GIVEN PROBLEM:
Please list every line in the records below that contains the string "stone", matching case exactly.

Collected data:
────────────────

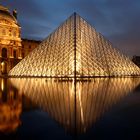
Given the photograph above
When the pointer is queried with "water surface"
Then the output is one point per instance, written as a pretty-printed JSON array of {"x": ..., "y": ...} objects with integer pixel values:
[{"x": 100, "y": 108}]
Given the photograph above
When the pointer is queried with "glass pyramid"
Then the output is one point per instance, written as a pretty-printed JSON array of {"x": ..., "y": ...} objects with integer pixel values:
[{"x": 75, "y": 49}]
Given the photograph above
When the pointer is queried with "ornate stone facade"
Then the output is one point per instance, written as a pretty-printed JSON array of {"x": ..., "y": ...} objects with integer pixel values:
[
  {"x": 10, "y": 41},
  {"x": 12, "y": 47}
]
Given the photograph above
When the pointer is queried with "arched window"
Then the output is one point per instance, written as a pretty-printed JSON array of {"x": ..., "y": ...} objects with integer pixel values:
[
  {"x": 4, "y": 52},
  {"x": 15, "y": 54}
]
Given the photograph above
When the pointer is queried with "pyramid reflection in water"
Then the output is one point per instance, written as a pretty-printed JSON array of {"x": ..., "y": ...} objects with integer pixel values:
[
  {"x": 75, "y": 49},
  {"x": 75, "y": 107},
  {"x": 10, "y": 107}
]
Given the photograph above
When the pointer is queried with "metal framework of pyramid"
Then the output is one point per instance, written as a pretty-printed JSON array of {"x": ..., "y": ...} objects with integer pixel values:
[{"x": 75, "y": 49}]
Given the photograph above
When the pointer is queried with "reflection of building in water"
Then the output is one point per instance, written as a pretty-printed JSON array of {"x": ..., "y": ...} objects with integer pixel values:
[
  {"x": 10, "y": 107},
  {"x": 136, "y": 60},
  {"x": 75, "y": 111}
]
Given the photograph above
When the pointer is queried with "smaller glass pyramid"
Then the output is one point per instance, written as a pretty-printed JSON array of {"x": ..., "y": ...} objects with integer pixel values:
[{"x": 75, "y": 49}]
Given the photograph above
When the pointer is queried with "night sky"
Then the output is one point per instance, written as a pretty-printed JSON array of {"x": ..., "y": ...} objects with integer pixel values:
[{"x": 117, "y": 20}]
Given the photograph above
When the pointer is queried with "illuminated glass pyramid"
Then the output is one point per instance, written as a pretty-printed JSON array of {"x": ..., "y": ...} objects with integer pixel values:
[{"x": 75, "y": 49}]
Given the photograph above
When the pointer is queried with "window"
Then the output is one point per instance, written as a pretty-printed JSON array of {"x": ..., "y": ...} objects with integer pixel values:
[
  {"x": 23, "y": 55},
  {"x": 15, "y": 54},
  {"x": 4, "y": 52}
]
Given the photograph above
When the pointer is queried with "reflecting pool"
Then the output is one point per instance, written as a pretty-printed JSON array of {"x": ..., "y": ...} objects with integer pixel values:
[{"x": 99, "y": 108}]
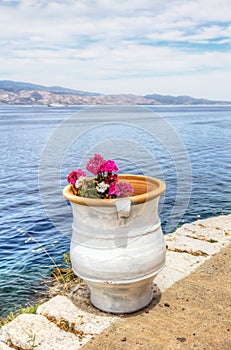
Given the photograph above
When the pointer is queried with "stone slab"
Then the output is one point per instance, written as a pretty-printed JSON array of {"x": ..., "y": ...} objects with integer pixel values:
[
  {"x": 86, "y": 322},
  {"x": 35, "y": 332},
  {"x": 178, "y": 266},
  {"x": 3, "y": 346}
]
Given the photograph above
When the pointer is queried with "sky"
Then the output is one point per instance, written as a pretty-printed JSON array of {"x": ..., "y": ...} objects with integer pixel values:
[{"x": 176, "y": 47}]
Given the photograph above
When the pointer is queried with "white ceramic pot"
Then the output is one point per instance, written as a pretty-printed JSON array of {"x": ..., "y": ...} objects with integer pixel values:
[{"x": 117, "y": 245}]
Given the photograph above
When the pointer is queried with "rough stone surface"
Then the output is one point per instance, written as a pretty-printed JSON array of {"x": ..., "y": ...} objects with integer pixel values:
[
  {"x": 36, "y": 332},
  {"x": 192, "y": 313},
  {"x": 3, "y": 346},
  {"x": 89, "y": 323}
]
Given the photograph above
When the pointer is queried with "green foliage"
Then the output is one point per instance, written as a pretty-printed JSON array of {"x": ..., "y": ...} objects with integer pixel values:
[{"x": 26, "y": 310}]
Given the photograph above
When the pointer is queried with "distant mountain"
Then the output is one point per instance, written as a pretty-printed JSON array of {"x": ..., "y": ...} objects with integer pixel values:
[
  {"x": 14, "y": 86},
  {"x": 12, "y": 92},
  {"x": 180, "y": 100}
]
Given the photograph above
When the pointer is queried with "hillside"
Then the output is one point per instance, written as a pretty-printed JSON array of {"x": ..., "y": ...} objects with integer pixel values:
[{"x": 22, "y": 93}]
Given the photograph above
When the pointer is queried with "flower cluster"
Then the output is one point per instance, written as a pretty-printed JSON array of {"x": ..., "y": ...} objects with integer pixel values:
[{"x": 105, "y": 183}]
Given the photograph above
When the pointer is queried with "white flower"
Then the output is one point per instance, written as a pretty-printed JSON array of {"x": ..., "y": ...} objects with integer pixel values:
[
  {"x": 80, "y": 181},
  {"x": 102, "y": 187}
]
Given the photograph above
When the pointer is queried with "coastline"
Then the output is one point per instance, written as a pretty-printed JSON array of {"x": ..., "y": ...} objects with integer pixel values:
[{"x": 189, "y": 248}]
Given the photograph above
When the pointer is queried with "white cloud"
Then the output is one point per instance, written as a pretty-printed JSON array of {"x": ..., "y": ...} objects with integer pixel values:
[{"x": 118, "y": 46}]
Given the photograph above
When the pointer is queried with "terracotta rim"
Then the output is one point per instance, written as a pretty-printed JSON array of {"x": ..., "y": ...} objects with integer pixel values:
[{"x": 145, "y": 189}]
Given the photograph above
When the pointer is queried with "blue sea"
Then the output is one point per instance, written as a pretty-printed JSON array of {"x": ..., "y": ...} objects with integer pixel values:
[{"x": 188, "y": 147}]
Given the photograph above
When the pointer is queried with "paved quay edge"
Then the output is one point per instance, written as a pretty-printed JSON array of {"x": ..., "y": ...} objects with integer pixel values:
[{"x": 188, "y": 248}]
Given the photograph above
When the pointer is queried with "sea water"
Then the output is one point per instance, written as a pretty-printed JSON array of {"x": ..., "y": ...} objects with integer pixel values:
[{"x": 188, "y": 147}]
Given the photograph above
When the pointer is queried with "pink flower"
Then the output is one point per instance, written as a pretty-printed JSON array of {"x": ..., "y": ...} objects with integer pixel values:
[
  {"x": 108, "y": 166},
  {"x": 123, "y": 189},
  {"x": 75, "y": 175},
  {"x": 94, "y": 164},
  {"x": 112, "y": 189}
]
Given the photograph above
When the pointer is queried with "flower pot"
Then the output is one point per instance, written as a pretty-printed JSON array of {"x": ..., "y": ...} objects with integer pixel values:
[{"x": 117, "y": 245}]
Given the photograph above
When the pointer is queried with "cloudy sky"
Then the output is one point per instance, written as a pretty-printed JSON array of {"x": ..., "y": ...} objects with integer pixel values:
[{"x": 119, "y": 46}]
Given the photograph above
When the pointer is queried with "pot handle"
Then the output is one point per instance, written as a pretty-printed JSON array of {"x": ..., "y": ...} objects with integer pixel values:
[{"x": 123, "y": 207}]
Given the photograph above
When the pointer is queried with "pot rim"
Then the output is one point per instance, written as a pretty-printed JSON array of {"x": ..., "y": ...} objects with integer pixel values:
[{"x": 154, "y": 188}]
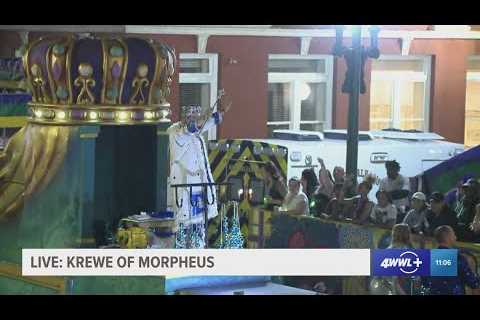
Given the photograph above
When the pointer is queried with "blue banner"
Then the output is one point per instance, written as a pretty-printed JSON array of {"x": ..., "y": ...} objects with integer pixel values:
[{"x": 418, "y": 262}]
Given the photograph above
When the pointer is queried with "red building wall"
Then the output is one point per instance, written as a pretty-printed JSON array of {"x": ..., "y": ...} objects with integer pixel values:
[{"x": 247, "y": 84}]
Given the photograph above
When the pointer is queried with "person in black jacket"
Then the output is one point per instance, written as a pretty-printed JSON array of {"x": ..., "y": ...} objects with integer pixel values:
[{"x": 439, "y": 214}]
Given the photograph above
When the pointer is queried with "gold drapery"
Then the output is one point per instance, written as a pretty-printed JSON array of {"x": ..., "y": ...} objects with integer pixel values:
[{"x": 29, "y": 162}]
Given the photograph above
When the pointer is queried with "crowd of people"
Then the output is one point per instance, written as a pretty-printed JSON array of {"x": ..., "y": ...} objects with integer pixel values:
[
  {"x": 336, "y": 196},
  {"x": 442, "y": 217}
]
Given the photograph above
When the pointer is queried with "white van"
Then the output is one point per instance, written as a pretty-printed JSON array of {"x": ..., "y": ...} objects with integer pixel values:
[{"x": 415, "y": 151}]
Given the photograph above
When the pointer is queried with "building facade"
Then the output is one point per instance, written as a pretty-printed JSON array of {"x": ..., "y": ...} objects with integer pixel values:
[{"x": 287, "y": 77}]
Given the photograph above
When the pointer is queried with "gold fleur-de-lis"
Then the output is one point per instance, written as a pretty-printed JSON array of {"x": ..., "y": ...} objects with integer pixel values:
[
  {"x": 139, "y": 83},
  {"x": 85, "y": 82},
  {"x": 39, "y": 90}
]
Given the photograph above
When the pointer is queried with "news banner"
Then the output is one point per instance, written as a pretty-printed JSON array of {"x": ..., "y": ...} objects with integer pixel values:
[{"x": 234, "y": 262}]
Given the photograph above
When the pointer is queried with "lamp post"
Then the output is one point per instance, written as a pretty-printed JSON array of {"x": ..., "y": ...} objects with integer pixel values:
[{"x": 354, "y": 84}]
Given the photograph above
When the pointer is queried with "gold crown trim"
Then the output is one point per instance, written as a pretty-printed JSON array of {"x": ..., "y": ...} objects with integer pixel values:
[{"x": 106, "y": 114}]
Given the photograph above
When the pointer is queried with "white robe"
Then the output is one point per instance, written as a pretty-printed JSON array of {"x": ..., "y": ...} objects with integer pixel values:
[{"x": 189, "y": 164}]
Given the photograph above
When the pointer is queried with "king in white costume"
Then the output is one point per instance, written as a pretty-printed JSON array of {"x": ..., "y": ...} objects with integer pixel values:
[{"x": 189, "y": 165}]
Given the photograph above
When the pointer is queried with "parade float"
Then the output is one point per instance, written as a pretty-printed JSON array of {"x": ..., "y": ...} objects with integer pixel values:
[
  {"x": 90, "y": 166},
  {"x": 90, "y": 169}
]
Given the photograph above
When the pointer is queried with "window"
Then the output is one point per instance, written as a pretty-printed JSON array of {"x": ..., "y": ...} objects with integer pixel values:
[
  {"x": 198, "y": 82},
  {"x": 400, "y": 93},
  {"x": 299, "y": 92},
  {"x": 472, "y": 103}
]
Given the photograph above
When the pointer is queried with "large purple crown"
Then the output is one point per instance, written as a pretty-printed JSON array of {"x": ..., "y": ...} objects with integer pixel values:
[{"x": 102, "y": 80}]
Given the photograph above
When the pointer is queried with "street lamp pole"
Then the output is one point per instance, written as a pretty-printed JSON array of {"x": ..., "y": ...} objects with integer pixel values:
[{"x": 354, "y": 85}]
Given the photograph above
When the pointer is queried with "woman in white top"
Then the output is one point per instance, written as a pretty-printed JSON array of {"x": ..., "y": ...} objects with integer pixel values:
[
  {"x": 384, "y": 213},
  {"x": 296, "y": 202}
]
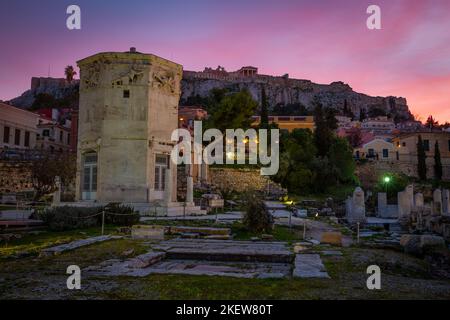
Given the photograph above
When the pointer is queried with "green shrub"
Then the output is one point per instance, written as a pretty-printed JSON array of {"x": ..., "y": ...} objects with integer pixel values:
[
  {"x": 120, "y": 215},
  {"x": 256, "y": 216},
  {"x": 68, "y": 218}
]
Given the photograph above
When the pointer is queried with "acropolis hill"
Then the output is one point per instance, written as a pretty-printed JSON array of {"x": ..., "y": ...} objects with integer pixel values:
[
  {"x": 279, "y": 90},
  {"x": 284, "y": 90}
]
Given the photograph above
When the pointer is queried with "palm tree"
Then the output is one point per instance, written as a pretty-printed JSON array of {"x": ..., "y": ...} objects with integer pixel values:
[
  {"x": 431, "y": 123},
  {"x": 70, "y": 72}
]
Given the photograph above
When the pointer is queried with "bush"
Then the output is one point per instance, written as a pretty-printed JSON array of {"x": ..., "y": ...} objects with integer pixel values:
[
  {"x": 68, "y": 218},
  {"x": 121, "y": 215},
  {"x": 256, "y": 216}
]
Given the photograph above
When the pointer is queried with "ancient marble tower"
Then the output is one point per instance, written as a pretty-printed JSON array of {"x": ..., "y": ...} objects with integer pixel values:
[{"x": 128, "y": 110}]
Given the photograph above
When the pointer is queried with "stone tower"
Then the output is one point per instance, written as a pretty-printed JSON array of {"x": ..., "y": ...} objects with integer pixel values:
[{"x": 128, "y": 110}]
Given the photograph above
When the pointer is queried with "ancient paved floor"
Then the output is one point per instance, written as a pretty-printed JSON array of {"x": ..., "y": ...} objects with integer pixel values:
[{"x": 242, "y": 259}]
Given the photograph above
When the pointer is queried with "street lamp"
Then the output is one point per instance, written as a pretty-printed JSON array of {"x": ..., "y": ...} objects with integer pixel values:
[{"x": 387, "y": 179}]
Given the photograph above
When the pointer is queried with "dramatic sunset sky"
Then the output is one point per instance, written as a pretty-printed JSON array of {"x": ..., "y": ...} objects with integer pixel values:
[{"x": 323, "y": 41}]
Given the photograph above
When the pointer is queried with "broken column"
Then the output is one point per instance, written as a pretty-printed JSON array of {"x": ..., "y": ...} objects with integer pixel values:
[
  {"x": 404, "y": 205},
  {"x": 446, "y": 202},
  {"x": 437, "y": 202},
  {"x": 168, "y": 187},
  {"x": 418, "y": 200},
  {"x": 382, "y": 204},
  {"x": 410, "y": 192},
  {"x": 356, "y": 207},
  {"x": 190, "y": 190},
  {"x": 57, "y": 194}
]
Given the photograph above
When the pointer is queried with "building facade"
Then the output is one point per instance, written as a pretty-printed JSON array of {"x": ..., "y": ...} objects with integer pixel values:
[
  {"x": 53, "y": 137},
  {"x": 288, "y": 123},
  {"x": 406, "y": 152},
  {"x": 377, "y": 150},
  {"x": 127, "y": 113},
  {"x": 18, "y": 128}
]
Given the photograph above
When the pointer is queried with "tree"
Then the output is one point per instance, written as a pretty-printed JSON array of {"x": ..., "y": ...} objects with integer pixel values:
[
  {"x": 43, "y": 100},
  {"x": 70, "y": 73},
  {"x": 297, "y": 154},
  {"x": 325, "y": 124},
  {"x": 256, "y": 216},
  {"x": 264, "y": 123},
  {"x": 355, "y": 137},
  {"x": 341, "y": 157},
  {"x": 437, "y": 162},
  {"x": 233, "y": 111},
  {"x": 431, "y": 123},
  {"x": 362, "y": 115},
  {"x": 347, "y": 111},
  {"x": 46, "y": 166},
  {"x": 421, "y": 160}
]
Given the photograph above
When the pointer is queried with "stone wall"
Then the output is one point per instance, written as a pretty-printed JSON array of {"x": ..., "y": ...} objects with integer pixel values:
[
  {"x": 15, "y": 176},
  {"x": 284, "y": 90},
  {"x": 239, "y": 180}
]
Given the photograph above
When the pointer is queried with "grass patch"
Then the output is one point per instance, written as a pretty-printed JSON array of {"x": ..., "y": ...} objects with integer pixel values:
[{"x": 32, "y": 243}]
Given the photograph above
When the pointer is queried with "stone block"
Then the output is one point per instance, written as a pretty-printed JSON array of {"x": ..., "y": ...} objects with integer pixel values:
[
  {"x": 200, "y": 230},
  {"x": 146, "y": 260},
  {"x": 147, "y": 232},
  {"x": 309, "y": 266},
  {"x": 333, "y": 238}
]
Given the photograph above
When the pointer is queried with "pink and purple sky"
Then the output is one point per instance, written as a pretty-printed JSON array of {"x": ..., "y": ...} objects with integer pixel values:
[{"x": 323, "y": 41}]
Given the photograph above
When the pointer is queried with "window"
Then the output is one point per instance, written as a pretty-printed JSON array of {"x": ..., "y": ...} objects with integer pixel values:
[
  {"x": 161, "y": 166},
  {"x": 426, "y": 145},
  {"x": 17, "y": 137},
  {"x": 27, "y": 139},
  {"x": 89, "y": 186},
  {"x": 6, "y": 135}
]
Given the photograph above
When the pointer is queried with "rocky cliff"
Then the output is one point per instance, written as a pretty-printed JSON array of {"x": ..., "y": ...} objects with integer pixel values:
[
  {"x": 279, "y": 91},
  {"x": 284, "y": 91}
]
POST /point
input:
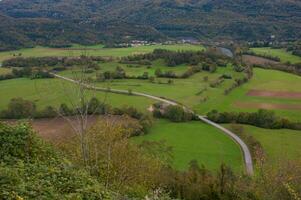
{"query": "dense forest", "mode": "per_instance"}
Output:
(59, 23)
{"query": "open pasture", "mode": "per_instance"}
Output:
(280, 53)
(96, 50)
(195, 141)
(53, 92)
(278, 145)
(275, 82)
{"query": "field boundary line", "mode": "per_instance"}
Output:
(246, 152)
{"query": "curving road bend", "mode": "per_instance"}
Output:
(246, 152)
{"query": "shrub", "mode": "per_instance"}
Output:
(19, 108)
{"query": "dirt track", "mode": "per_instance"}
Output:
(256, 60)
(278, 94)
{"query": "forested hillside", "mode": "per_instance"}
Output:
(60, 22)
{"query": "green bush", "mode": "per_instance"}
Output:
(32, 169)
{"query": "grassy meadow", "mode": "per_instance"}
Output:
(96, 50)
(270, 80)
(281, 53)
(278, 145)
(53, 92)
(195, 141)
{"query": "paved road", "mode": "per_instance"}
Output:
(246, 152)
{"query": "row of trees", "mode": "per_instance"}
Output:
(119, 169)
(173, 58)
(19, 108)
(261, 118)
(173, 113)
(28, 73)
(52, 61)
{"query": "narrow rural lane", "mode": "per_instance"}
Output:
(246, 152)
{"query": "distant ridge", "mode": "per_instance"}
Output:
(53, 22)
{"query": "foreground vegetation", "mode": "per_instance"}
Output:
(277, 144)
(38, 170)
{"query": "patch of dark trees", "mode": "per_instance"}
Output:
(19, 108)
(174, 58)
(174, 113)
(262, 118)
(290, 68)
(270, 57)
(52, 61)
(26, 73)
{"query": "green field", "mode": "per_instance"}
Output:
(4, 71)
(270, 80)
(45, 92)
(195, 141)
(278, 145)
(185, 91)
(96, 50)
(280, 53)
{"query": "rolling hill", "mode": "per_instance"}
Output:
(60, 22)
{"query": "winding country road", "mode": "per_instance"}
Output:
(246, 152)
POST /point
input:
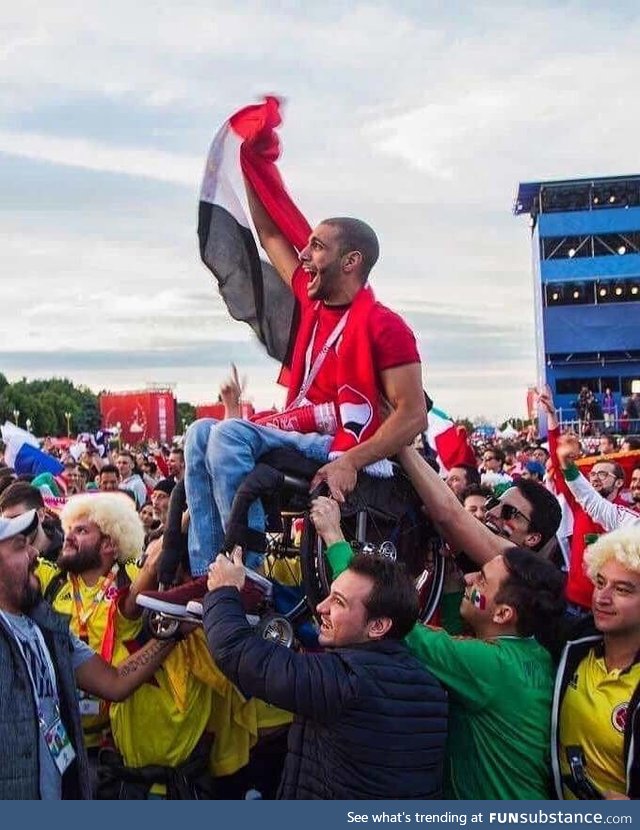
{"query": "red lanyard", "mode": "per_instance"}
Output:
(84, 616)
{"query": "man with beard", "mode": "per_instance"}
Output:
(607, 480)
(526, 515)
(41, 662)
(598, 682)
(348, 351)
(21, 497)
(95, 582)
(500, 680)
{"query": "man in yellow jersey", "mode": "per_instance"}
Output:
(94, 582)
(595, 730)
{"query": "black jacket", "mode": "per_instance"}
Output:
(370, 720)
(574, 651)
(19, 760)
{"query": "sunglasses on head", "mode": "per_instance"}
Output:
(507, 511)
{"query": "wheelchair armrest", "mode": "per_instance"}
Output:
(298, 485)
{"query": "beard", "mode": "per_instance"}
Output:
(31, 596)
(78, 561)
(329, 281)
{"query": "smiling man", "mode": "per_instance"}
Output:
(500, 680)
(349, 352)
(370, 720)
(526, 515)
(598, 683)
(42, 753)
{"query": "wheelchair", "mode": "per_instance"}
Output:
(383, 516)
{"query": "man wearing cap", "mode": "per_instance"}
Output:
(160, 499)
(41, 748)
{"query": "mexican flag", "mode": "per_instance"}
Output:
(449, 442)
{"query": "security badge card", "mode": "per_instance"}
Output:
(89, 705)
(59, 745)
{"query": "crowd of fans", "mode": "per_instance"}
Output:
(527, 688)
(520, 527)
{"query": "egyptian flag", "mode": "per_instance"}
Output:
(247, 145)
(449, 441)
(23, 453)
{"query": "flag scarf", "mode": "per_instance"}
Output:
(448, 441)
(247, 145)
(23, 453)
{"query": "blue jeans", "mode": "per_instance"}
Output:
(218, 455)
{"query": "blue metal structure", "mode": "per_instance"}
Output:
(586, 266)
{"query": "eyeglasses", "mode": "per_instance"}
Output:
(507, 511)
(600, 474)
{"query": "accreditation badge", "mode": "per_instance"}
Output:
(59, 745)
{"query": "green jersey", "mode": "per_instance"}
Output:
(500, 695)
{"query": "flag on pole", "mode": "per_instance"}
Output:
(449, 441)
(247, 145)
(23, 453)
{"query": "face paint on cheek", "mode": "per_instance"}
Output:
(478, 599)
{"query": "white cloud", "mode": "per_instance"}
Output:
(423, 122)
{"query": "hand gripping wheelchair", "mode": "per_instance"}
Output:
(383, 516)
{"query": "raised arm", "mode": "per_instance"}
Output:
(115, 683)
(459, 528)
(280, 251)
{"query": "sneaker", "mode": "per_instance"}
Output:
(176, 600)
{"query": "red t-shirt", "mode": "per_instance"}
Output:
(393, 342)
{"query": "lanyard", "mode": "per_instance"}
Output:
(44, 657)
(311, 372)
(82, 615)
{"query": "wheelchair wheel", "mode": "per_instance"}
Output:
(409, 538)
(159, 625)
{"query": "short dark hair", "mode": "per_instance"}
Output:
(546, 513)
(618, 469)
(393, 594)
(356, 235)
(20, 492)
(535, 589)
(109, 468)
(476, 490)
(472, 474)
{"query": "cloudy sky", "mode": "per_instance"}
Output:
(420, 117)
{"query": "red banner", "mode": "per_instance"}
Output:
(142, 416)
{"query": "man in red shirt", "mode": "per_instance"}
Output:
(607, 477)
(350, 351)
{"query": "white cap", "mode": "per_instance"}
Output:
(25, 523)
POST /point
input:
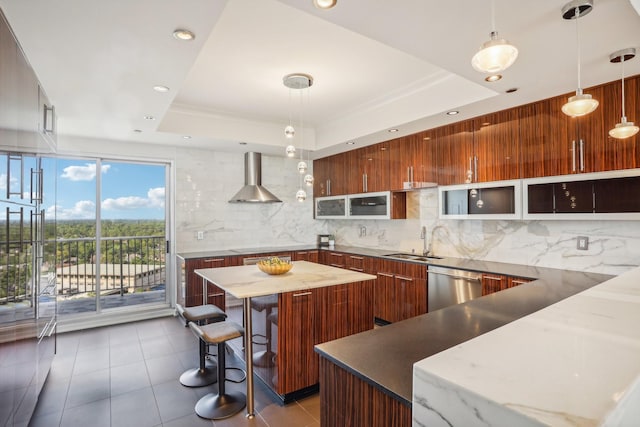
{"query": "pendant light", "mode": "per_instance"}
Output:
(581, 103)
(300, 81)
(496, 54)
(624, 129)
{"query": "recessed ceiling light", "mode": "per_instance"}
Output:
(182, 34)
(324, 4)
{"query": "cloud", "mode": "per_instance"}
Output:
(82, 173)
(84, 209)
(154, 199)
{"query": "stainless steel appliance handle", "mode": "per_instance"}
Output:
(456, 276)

────────────────

CORRECT RESULT:
When the pointer is queried with "ornate stone facade"
When the pointer is queried with "stone slab"
When the pointer is queried with "rough stone surface"
When the pointer is queried with "stone tower"
When the pointer is queried with "stone wall"
When the pointer is queried with "stone block"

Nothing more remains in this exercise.